**Text to read**
After you have validated that everything is working on the RHACM hub cluster side, make sure to configure the WAF instance to generate the HTTP headers out of the authentication information of the client certificate. Note that each WAF instance may have its own way to configure such a mechanism (for example, BIG-IP irule).

After you have configured the WAF instance, initiate traffic toward the WAF and make sure that it forwards the authentication parameters to the RHACM hub correctly by running the following command:

$ curl -k --url https://<waf-endpoint>:6443/apis/cluster.open-cluster-management.io/v1/managedclusters/<managed-cluster-name> --key /tmp/private-key.key --cert /tmp/certificate.crt

{"apiVersion":"cluster.open-cluster-management.io/v1","kind":"ManagedCluster","metadata":{"annotations":{"...

Now that everything is configured, you can import clusters from the edge networks to the central RHACM hub and scan all traffic using a WAF instance along the way.

Conclusion

In this blog, I went through the reasons an organization may consider placing a WAF between a RHACM hub cluster and OpenShift clusters at the edge. I described how managed clusters authenticate against the hub cluster and the challenges that come up with the authentication process when placing a WAF between the management and edge clusters. I proposed two solutions for the authentication challenges and demonstrated the procedures an organization would go through when implementing them.

Even though the solutions are not officially supported by Red Hat, they provide a practical way for organizations to deal with constraints that come up when dealing with OpenShift environments at the edge.

**Given information**
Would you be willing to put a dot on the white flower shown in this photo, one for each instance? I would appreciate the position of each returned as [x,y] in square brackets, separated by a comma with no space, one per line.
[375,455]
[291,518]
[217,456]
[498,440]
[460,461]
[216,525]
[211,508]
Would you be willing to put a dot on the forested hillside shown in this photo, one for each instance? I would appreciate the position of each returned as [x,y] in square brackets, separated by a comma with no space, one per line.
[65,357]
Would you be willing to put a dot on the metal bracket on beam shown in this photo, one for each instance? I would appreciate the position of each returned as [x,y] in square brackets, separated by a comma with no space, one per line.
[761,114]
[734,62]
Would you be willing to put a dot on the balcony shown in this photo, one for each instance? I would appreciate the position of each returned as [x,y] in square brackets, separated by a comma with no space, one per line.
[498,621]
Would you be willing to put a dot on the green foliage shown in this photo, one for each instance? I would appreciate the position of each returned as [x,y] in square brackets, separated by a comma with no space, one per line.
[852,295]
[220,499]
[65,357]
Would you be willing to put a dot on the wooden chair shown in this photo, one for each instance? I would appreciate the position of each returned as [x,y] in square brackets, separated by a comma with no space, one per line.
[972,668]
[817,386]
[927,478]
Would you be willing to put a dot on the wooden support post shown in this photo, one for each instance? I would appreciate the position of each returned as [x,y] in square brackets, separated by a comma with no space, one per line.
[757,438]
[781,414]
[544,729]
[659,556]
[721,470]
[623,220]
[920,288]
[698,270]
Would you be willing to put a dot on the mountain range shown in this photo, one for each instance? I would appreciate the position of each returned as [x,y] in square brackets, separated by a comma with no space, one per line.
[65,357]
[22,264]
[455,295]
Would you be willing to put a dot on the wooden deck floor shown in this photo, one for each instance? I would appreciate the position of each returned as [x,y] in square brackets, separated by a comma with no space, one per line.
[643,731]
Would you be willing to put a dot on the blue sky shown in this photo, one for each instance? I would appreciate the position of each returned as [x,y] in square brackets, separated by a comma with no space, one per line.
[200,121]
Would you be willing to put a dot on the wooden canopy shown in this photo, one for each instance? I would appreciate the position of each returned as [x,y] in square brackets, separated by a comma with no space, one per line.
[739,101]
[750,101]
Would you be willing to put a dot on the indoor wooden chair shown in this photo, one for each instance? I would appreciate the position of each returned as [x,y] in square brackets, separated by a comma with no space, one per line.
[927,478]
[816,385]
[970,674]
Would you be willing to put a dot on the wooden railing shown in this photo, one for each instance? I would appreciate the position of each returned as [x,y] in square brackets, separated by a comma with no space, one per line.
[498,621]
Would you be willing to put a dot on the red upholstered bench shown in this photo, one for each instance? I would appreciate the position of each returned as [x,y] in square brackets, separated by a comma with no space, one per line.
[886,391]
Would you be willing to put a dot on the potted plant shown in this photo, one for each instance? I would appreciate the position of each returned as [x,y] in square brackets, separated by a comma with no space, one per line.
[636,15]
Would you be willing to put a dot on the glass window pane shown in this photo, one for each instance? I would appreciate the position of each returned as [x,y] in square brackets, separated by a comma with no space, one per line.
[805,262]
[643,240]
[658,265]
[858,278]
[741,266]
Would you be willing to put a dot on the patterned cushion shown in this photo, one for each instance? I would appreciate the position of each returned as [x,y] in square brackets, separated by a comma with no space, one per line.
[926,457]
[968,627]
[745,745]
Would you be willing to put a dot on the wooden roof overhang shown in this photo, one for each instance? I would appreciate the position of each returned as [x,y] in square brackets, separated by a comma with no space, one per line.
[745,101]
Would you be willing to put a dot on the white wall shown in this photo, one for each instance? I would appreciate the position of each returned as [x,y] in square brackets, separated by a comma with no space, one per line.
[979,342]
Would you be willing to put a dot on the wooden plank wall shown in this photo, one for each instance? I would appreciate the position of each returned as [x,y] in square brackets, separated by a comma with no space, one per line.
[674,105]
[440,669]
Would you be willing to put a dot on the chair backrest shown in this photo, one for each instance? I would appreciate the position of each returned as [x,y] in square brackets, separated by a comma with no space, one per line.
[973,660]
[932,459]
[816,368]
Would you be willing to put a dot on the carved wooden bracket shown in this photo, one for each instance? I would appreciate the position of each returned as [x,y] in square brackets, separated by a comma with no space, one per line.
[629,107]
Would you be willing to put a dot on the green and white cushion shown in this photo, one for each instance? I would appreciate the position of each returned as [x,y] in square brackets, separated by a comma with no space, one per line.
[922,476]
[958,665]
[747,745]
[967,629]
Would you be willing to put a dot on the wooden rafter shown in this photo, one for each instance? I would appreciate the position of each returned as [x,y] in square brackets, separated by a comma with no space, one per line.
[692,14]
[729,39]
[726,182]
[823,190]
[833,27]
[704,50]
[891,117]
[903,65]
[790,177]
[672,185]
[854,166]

**Problem to solve**
Reproduce the passage of the WAF text between "Now that everything" and "environments at the edge.", inclusive. The listing was taken from a separate source.

**Task answer**
Now that everything is configured, you can import clusters from the edge networks to the central RHACM hub and scan all traffic using a WAF instance along the way.

Conclusion

In this blog, I went through the reasons an organization may consider placing a WAF between a RHACM hub cluster and OpenShift clusters at the edge. I described how managed clusters authenticate against the hub cluster and the challenges that come up with the authentication process when placing a WAF between the management and edge clusters. I proposed two solutions for the authentication challenges and demonstrated the procedures an organization would go through when implementing them.

Even though the solutions are not officially supported by Red Hat, they provide a practical way for organizations to deal with constraints that come up when dealing with OpenShift environments at the edge.